Update the items below by changing every "woman's" to "person's" and leaving all other text the same. Leave the pictures out of your answer.

▶ [Stored dataset items]:
══════

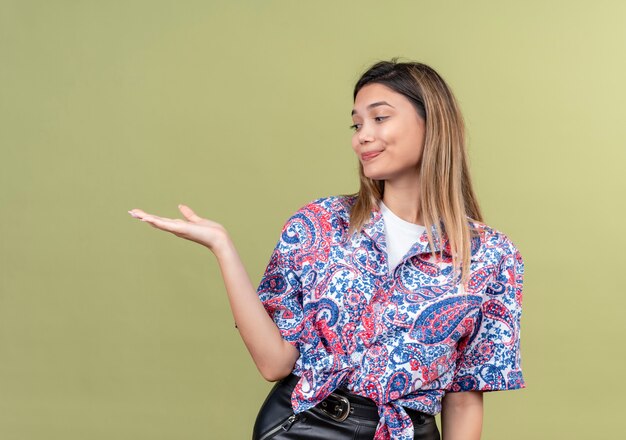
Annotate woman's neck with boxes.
[383,181,424,225]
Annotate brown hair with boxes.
[349,58,483,292]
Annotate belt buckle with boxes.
[320,393,350,422]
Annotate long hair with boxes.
[349,58,483,292]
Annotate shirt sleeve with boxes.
[449,237,526,392]
[257,211,307,348]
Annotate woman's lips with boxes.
[361,151,382,160]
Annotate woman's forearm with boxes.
[214,238,299,381]
[441,391,483,440]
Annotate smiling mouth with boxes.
[361,151,382,161]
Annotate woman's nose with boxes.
[359,125,374,144]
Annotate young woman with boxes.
[129,59,525,440]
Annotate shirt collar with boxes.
[362,202,484,261]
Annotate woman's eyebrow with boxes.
[350,101,395,116]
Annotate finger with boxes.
[141,215,185,233]
[178,204,202,222]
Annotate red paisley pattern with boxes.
[257,196,526,440]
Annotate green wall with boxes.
[0,0,626,440]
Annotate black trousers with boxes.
[252,374,441,440]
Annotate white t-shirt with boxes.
[379,200,426,273]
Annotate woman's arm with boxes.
[128,205,300,381]
[441,391,483,440]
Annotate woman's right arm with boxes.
[129,205,299,381]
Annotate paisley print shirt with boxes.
[257,195,526,440]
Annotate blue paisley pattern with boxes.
[257,195,526,440]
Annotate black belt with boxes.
[285,374,428,425]
[316,389,379,422]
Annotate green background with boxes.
[0,0,626,440]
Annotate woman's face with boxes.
[352,83,425,183]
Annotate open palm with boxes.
[128,205,227,251]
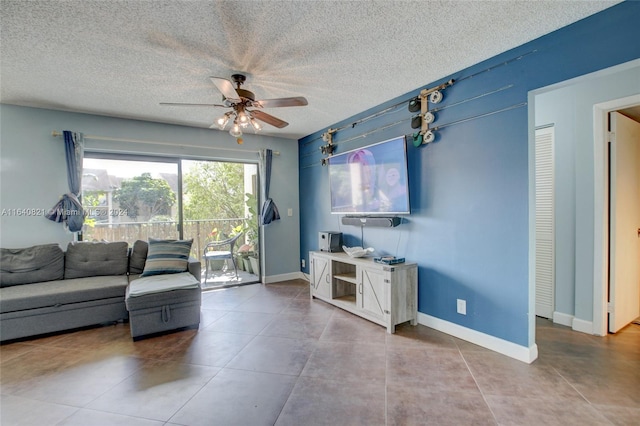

══════

▶ [RESULT BELOW]:
Annotate person's neck with boxes.
[383,181,424,225]
Annotate brown hair with boxes.
[349,58,483,292]
Annotate belt buckle with boxes.
[320,393,350,422]
Annotate long hair with boxes.
[349,58,483,292]
Annotate shirt sleeve with boxes.
[449,237,526,392]
[257,211,307,348]
Annotate person's lips with boxes.
[361,151,382,160]
Annotate person's forearm with boxes.
[214,238,299,381]
[441,391,483,440]
Annotate smiling mouth with boxes.
[361,151,382,161]
Annotate person's nose with boxes.
[359,125,374,144]
Annotate young woman with boxes.
[129,59,525,440]
Annotate shirt collar with boxes.
[362,202,484,261]
Annotate person's eyebrow with boxes.
[350,101,395,116]
Annotate finger with boxes.
[141,215,185,233]
[178,204,202,222]
Annotate red paisley pattern with boxes.
[257,196,526,440]
Annotate green wall with boxes.
[0,0,626,440]
Annotate black trousers with boxes.
[252,374,441,440]
Annotate white t-shirt with boxes.
[379,200,426,273]
Annotate person's arm with boxes.
[128,205,300,381]
[441,391,483,440]
Annotate person's right arm with boxes.
[129,205,299,381]
Annotate paisley print shirt with boxes.
[257,195,526,440]
Annotate blue paisley pattern with boxes.
[257,195,526,440]
Annotate black belt with boxes.
[285,374,428,425]
[316,389,379,422]
Annotate green background with boxes.
[0,0,626,440]
Annotate person's face with boxes.
[352,83,425,183]
Annotate open palm with boxes.
[128,205,227,251]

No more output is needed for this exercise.